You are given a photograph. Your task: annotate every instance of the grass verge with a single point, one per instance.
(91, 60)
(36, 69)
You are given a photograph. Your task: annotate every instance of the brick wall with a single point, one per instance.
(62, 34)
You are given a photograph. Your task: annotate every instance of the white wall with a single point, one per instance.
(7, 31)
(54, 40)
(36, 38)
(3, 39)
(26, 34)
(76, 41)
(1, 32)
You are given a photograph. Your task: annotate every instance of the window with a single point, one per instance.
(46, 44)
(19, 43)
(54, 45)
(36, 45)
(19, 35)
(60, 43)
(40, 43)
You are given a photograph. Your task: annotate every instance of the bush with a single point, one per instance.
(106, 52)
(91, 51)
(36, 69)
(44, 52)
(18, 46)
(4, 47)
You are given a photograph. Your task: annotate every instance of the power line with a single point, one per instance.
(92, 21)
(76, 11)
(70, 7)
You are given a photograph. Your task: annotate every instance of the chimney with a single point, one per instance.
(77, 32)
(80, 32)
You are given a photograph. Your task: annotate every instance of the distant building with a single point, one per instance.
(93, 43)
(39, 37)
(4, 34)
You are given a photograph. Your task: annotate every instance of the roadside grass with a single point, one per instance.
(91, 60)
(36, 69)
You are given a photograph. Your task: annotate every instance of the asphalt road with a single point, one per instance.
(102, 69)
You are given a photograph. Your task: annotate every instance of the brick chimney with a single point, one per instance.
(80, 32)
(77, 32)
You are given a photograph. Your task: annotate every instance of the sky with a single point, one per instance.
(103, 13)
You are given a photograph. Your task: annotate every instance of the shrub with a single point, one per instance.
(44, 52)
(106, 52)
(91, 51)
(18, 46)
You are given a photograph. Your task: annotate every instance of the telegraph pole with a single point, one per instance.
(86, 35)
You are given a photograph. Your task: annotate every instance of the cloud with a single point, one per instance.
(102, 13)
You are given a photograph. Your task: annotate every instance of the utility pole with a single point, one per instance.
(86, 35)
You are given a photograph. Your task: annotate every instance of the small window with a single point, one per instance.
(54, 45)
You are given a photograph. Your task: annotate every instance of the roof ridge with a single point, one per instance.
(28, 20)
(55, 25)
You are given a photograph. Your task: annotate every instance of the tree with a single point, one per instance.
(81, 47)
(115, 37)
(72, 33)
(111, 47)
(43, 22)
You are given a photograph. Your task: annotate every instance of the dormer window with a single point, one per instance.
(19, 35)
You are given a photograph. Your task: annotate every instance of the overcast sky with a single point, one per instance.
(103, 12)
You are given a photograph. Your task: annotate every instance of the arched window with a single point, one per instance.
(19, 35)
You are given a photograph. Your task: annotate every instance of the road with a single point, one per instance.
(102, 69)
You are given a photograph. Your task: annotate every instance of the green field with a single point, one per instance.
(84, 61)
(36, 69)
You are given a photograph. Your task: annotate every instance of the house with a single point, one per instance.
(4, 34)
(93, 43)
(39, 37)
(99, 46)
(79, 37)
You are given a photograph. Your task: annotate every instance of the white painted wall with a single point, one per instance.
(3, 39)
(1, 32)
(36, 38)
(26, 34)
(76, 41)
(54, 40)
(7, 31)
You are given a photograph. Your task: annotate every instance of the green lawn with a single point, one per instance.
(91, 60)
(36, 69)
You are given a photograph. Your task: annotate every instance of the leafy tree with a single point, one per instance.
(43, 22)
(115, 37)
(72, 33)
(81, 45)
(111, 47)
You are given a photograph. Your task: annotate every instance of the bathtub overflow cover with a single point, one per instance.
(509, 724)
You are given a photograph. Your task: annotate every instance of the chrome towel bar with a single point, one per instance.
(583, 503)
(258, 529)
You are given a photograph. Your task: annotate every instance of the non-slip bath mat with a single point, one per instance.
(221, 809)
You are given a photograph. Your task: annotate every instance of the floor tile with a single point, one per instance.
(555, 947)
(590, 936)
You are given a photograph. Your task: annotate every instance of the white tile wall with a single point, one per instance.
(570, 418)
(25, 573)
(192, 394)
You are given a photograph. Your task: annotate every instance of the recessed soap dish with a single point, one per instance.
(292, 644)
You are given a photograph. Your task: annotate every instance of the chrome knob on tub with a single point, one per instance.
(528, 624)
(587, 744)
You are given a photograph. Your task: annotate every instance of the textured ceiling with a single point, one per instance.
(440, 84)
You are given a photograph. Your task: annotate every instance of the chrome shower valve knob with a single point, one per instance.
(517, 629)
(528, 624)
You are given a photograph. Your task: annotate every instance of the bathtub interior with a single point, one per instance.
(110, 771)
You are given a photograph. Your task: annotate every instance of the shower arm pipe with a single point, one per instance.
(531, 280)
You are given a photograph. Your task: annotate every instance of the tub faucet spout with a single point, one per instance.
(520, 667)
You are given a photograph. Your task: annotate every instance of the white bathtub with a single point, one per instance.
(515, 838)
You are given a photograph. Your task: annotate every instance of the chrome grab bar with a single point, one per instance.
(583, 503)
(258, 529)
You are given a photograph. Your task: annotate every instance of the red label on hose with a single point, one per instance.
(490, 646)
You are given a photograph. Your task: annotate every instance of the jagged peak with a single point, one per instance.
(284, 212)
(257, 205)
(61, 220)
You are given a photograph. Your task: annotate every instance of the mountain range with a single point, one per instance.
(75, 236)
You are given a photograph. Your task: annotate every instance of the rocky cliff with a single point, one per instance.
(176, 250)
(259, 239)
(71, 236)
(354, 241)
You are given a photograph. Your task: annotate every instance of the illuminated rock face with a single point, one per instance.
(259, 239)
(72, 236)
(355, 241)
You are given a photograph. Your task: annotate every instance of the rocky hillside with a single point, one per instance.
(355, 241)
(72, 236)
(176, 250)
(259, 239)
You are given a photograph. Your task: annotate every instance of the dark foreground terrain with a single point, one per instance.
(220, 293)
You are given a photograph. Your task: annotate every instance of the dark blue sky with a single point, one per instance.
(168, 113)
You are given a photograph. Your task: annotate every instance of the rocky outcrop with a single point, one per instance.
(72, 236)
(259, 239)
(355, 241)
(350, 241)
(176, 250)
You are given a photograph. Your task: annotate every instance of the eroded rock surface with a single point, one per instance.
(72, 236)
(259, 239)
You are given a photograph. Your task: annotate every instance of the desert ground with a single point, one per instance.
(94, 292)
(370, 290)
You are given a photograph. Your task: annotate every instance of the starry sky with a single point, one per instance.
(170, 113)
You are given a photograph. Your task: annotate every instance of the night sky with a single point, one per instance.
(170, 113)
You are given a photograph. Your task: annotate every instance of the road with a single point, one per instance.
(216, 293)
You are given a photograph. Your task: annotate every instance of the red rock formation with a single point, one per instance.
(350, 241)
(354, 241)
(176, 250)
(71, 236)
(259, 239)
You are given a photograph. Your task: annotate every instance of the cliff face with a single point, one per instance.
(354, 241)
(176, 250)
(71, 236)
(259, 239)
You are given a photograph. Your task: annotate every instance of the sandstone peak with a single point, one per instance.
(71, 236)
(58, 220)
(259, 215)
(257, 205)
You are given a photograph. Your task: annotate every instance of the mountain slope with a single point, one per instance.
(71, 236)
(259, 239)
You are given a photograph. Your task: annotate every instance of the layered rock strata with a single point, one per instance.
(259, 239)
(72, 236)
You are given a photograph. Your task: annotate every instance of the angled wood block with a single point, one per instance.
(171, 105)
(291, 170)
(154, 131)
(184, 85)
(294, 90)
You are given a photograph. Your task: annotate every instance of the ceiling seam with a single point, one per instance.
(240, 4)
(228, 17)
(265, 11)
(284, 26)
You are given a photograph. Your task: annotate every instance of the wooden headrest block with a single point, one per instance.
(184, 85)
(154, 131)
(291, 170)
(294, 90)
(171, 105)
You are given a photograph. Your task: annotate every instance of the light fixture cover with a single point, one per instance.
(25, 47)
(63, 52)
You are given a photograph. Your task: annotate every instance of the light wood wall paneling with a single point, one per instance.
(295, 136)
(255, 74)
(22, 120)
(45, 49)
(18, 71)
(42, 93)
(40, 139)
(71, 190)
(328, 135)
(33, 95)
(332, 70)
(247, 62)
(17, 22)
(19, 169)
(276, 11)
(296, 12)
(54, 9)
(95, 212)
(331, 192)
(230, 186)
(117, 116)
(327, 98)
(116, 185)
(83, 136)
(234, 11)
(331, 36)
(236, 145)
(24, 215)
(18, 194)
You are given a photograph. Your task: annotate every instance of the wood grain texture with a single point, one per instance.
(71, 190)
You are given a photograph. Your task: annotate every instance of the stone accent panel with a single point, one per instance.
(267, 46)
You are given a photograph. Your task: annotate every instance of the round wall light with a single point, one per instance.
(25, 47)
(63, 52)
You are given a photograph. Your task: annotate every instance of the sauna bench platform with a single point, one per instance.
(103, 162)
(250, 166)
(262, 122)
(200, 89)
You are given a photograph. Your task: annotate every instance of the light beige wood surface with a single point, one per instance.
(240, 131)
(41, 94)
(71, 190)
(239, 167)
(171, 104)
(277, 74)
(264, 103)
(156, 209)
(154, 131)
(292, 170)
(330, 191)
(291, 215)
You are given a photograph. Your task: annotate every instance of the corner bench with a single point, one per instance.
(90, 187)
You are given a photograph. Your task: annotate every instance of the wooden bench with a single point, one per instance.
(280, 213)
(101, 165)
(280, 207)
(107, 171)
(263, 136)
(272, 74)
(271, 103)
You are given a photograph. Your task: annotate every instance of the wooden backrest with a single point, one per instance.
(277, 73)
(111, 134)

§

**Exercise goal:** All lines from the one containing "of the corner" through the last line of the data must be set down exactly. No other lines belong in the answer.

**Exercise solution:**
You are given a photograph. Your task: annotate every instance of the corner bench with a single point, one per instance.
(90, 187)
You are given a photograph. Your task: annotate every instance of the wooden bench with a single point, one per instance.
(280, 213)
(101, 165)
(280, 207)
(107, 171)
(263, 136)
(272, 74)
(271, 103)
You are given a photograph. Your task: annotate every instance of the wooden backrest with a single point, one per instance.
(277, 73)
(111, 134)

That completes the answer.